SELECTED EXCERPT ->
Because of this narrative, a Latina who owns a sex store—or even purchases a sex toy—can be seen as promiscuous, easy, and attention-seeking. “Being a woman who embraces, celebrates, and owns her sexuality is risky and requires courage and a ton of self-awareness because the world will push back. It makes people uncomfortable. Add to that being a Latina and the scrutiny goes up considerably,” Boquin said.
Reason #2: The “perfect Latina wife and mother” trope
Transformation and energy mentor Karina Velasco added that the Latinx culture often holds a double standard for women. “The Latinx woman is trained to use her seduction and looks to get the man she wants, but once in the relationship, she has to play hard to get because she wants to be ‘wifey material,’” Velasco says.
You can guess how that perspective affects Latinas who want to own a sex store—let alone open a sexual wellness business.

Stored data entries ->
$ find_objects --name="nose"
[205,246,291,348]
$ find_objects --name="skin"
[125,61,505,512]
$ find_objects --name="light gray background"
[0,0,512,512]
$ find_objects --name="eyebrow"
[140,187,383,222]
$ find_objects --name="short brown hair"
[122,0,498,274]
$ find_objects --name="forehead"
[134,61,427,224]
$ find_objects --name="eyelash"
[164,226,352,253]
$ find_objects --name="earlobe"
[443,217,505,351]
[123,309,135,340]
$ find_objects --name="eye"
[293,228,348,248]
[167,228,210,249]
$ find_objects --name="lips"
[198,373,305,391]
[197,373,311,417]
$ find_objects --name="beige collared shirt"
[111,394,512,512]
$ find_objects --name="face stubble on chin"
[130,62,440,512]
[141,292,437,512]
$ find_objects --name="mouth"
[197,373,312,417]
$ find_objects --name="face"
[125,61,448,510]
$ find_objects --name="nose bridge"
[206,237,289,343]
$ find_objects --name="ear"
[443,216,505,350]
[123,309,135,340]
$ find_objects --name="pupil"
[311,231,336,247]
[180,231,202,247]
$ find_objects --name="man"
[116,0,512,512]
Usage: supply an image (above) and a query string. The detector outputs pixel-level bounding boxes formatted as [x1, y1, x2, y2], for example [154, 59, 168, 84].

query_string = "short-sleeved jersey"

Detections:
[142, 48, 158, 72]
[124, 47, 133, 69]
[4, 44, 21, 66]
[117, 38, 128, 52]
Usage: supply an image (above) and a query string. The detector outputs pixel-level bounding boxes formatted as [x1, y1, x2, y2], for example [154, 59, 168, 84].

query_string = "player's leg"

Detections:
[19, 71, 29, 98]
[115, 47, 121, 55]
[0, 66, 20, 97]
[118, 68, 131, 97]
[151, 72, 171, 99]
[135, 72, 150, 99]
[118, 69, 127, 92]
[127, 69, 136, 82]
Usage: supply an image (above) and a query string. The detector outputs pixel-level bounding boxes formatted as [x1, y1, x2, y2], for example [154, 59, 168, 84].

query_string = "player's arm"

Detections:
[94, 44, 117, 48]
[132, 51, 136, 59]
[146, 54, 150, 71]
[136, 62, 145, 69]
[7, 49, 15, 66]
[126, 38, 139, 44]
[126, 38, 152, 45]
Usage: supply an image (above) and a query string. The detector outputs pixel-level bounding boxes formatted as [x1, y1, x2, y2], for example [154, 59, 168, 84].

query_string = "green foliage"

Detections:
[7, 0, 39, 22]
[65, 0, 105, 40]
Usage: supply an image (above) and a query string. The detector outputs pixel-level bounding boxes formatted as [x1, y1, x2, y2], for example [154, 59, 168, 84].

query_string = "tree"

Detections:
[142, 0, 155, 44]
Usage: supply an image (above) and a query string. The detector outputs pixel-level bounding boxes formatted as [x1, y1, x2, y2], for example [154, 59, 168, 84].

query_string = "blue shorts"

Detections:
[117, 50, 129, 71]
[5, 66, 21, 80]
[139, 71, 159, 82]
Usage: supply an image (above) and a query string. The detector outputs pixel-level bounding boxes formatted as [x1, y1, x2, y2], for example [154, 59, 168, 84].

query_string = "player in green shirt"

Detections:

REQUIRED WORK ->
Answer the following about the excerpt on Latinas and sexuality.
(a) According to Boquin, what goes up considerably when being a Latina is added to embracing one's sexuality?
(b) How does the excerpt describe Karina Velasco's occupation?
(c) What is the heading given for Reason #2?

EXERCISE ANSWER ->
(a) The scrutiny.
(b) She is a transformation and energy mentor.
(c) The "perfect Latina wife and mother" trope.